What is asked - Rewrite the data from the line containing "wooden shutter as a single dot per instance." through the end of the data as a JSON list of strings, with one string per line and blank lines left out.

Supplied entries -
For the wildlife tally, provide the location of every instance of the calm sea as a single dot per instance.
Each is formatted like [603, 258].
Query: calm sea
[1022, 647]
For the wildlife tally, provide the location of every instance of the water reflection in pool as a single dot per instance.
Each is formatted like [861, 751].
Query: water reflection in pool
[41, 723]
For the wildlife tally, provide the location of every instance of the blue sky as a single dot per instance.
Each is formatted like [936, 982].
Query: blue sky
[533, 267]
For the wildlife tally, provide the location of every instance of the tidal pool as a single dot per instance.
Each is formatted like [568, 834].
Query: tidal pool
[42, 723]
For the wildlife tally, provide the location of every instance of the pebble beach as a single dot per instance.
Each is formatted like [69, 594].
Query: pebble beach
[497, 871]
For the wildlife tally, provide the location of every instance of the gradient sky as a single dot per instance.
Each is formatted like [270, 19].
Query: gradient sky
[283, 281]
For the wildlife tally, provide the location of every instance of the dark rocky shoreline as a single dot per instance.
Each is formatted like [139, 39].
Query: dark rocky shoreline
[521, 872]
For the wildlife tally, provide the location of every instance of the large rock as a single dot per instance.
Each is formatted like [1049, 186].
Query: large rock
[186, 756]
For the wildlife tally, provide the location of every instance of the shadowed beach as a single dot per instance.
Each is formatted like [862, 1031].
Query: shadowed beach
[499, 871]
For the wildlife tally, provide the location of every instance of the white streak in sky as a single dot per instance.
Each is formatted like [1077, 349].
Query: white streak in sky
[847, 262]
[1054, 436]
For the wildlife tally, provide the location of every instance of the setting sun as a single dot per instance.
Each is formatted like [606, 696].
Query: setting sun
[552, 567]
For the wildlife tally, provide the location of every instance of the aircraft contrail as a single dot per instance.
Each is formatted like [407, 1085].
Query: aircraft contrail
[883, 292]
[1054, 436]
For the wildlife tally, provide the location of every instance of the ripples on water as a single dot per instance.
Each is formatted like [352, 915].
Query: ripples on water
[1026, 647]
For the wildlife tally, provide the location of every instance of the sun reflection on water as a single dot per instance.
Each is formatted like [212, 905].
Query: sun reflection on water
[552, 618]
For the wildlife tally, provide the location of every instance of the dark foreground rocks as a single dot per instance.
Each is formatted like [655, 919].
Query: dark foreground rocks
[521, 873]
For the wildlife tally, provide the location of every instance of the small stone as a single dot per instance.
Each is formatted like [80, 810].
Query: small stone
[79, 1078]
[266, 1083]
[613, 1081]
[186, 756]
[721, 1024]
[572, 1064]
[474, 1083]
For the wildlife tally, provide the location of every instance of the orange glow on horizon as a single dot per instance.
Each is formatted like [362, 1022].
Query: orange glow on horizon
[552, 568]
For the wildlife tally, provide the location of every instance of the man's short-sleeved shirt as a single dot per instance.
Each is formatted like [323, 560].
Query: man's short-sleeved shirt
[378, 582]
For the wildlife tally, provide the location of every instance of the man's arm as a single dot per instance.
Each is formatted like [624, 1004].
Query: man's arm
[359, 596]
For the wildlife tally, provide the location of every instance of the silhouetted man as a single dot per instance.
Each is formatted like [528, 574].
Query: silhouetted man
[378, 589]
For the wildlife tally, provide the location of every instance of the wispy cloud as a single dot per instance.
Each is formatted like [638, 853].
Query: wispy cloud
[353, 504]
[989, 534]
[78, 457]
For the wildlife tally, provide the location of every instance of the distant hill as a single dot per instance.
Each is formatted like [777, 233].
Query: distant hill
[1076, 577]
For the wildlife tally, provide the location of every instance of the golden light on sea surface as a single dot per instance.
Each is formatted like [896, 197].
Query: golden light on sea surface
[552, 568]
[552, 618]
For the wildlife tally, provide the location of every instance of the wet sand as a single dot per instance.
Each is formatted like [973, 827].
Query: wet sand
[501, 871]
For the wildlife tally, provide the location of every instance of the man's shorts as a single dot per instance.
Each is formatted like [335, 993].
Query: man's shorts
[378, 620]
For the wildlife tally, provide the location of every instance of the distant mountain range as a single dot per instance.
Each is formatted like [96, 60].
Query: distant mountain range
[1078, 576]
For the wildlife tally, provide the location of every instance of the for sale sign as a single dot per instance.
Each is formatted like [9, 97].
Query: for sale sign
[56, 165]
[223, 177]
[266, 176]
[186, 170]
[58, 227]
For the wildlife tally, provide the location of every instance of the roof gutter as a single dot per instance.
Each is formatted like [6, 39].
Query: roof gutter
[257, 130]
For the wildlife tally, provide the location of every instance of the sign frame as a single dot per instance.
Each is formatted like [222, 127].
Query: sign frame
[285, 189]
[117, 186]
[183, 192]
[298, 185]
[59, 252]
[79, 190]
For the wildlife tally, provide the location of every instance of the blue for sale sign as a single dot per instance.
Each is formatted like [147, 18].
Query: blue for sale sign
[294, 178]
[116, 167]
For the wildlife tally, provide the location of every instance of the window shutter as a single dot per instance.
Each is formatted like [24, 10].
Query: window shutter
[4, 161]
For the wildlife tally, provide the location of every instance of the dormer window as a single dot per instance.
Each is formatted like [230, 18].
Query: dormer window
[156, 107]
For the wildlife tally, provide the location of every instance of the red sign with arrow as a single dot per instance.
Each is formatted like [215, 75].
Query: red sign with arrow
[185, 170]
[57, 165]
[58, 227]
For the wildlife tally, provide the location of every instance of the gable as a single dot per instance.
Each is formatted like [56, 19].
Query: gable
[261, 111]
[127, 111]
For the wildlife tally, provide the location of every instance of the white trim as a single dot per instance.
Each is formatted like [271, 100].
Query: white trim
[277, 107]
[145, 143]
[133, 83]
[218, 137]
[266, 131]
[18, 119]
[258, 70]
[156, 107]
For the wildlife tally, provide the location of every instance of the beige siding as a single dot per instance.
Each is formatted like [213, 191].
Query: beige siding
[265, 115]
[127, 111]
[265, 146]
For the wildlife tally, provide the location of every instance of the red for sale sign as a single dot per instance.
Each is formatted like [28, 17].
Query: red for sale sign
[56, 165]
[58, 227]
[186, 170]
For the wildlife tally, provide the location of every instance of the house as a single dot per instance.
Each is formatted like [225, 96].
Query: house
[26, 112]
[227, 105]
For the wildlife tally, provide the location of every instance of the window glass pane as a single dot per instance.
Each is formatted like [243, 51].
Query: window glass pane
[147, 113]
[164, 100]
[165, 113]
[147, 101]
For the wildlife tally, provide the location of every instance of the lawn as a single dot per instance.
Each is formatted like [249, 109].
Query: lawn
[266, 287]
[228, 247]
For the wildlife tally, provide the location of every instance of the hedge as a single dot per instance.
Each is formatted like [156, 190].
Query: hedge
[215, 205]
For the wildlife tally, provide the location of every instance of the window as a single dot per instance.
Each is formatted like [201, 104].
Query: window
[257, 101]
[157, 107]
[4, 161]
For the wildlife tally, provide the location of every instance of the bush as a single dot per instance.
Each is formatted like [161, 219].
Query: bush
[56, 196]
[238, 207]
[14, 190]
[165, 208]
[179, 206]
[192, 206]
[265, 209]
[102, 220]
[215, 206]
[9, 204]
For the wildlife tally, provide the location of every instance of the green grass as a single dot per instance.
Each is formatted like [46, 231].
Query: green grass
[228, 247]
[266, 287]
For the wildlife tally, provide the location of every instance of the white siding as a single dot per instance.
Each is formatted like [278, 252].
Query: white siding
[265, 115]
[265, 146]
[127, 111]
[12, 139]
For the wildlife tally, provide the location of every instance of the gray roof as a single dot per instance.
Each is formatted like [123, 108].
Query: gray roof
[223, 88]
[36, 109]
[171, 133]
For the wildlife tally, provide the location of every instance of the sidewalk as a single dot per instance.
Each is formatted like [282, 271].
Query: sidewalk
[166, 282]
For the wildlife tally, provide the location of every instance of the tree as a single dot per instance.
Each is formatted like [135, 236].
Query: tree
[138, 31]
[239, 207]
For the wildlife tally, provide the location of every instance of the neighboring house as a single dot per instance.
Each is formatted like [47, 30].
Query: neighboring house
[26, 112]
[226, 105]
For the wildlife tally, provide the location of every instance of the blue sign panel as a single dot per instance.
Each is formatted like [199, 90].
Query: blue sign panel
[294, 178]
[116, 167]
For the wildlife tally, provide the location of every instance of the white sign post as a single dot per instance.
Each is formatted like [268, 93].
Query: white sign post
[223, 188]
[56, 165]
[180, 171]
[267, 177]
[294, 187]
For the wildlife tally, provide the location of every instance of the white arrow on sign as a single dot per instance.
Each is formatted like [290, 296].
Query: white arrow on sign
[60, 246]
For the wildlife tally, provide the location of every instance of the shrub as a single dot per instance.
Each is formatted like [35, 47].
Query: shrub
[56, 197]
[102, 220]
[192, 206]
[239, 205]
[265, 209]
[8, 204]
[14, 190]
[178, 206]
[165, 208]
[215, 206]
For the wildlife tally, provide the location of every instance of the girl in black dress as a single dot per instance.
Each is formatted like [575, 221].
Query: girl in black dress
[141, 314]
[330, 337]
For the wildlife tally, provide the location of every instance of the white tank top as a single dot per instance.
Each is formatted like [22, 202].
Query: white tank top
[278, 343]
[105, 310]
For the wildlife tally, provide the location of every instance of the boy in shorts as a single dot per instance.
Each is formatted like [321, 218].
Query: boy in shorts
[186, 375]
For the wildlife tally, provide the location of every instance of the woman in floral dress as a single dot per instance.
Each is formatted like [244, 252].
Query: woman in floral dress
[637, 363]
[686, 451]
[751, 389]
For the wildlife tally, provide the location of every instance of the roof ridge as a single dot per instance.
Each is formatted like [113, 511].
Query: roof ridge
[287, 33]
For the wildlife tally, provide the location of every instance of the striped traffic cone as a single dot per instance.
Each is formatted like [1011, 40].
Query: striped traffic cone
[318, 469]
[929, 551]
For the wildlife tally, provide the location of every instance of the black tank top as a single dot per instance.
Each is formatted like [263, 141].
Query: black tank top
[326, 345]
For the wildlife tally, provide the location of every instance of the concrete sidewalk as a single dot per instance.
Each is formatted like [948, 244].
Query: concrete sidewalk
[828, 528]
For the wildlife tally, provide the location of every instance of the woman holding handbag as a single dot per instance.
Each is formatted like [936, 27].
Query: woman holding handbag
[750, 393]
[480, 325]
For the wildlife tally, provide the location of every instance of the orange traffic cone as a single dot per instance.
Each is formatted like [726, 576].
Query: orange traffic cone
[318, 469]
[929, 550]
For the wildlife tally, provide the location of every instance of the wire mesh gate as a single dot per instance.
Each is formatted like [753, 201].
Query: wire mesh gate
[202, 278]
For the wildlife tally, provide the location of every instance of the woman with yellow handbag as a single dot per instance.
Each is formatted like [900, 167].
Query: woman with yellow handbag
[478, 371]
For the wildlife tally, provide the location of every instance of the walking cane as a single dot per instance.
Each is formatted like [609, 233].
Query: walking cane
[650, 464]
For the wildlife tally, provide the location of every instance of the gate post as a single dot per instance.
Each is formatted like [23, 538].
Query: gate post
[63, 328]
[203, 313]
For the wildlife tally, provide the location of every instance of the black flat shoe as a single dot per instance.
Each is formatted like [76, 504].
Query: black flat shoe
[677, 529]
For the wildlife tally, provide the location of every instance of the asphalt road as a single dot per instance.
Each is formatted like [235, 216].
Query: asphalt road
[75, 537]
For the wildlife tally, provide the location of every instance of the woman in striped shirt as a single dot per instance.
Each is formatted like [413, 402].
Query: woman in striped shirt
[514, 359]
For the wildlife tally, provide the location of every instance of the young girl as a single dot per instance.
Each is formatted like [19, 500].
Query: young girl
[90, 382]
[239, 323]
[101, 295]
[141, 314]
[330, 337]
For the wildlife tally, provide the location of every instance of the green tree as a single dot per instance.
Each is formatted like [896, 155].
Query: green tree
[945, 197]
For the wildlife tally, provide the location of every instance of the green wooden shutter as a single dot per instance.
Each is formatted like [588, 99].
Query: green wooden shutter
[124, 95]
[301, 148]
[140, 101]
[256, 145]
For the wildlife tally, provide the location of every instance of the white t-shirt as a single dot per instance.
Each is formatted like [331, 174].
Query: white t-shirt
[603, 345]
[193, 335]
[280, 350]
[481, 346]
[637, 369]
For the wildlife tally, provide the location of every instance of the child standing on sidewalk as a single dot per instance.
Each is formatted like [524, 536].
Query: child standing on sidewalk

Worked solution -
[
  "For the wildlife tally, provide the location of every instance of the green wooden shutter as a single dot per instance.",
  "Each is formatted like [588, 99].",
  "Query: green wooden shutter",
  "[124, 95]",
  "[301, 148]",
  "[140, 101]",
  "[256, 145]",
  "For the wildlife tally, provide the location of every instance of the white t-shirt as a single dot per instance.",
  "Each is formatted like [331, 174].",
  "Query: white t-shirt",
  "[603, 345]",
  "[193, 335]",
  "[280, 350]",
  "[481, 346]",
  "[637, 369]",
  "For the wildlife tally, provide the location of every instance of the child standing on sidewalk as a single dot per instance.",
  "Each is formatted like [524, 536].",
  "Query: child standing on sidewalk"
]